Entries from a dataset
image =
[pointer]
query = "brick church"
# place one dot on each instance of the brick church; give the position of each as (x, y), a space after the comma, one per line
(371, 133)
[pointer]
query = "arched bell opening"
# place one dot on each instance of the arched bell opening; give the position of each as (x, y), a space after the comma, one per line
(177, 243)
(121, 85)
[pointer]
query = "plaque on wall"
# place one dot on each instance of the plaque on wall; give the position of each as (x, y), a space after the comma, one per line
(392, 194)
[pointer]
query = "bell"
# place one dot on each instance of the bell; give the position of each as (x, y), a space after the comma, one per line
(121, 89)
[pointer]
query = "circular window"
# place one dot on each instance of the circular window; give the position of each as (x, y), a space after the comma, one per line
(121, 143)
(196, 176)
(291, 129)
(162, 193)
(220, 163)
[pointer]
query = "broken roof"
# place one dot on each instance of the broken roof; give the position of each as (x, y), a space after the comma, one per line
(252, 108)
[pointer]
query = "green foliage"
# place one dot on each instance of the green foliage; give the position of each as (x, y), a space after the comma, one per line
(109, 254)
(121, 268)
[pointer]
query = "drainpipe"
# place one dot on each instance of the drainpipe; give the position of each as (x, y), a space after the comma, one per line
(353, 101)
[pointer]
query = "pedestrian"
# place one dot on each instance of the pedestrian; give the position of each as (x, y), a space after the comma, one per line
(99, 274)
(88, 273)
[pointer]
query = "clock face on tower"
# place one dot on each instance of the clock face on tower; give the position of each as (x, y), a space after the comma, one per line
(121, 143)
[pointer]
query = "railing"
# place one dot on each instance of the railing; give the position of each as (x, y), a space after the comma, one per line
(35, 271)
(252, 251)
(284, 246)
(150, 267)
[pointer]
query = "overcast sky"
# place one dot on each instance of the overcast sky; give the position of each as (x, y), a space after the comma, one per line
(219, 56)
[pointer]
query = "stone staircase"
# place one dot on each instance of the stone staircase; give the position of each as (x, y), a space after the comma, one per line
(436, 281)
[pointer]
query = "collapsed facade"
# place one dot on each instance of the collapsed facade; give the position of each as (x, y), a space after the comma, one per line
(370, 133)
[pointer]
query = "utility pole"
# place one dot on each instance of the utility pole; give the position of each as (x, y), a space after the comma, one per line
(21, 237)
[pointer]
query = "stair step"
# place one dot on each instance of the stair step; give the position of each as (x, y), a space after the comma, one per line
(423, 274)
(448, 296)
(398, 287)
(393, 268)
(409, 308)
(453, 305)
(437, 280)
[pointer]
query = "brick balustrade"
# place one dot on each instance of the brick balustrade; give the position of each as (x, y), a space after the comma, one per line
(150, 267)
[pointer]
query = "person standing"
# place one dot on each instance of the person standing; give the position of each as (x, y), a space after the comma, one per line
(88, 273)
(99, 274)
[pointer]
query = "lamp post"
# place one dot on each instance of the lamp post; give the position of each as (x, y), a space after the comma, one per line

▸ TASK PROMPT: Repeat each entry word for word.

▸ ANSWER FOR THE TASK:
image =
[pointer]
query = "brick church"
# place one dot on each instance of the brick church; give the position of each as (x, y), a space after the comma, one per line
(371, 133)
[pointer]
query = "arched bell opening"
# place one dot on each instance of the arched bell opening; give the position of each as (x, y), a space after the comma, one per line
(177, 243)
(121, 85)
[pointer]
query = "plaque on wall"
# place one dot on each instance of the plaque on wall; give the position of each as (x, y), a space after the comma, one per line
(392, 194)
[pointer]
query = "bell"
# place one dot on each instance of the bell; give the position of each as (x, y), a space after the comma, one per line
(121, 89)
[pointer]
query = "circular window"
# place one dot on each instance of the circular window; give the position of each as (x, y), a space after the comma, one per line
(121, 143)
(196, 176)
(291, 129)
(162, 193)
(220, 163)
[pointer]
query = "broken roof"
# place one dot on each instance of the broken roof; give the position of each as (x, y), a space after the comma, one per line
(252, 108)
[pointer]
query = "green foliage"
# place one dot on each instance of the green foliage; give the position of each as (x, y), a space after the comma, one per line
(109, 254)
(121, 268)
[pointer]
query = "drainpipe"
# place one dot on each instance of the drainpipe; give the position of each as (x, y), a space after the comma, one per line
(353, 101)
[pointer]
query = "pedestrian"
# place one dot on each instance of the pedestrian; give the position of each as (x, y), a space after the comma, one per line
(99, 274)
(88, 273)
[pointer]
query = "clock face on tower"
# place one dot on each instance of the clock face on tower; give the position of each as (x, y), a space after the comma, one per line
(121, 143)
[pointer]
query = "railing"
# place one dot on each instance of the railing; give the position of each as (x, y), a space after the comma, one per line
(35, 271)
(252, 251)
(284, 246)
(150, 267)
[pointer]
query = "overcast sky"
# place one dot on each instance of the overcast sky; give the position of each as (x, y), a space after the comma, one per line
(219, 56)
[pointer]
query = "stone staircase"
# place one dot on each instance of the stone staircase; give the position of each as (x, y), a space after the comma, one per line
(436, 281)
[pointer]
query = "collapsed facade"
# place one dot on each instance of the collapsed facade; give the position of each as (x, y), a space after the comma, one per line
(370, 133)
[pointer]
query = "utility pole"
# place one dot on each instance of the utility pole; give the position of each as (x, y), a space after the comma, one per line
(21, 237)
[pointer]
query = "stair step"
# place one dot on each instance of the stair step; give the position of each as (x, y), a space after the comma, one per line
(423, 274)
(448, 296)
(398, 287)
(393, 268)
(409, 308)
(453, 305)
(437, 280)
[pointer]
query = "brick balustrade"
# place one dot on each instance of the brick balustrade; give the position of each as (x, y), a space after the comma, one per line
(150, 267)
[pointer]
query = "person standing"
# place one dot on each instance of the person standing; give the position of each as (x, y), a space after the comma, one per line
(88, 273)
(99, 274)
[pointer]
query = "lamp post"
# place one dot on each instance of the lamp post; give the position of each as (x, y), a space after the comma, one per line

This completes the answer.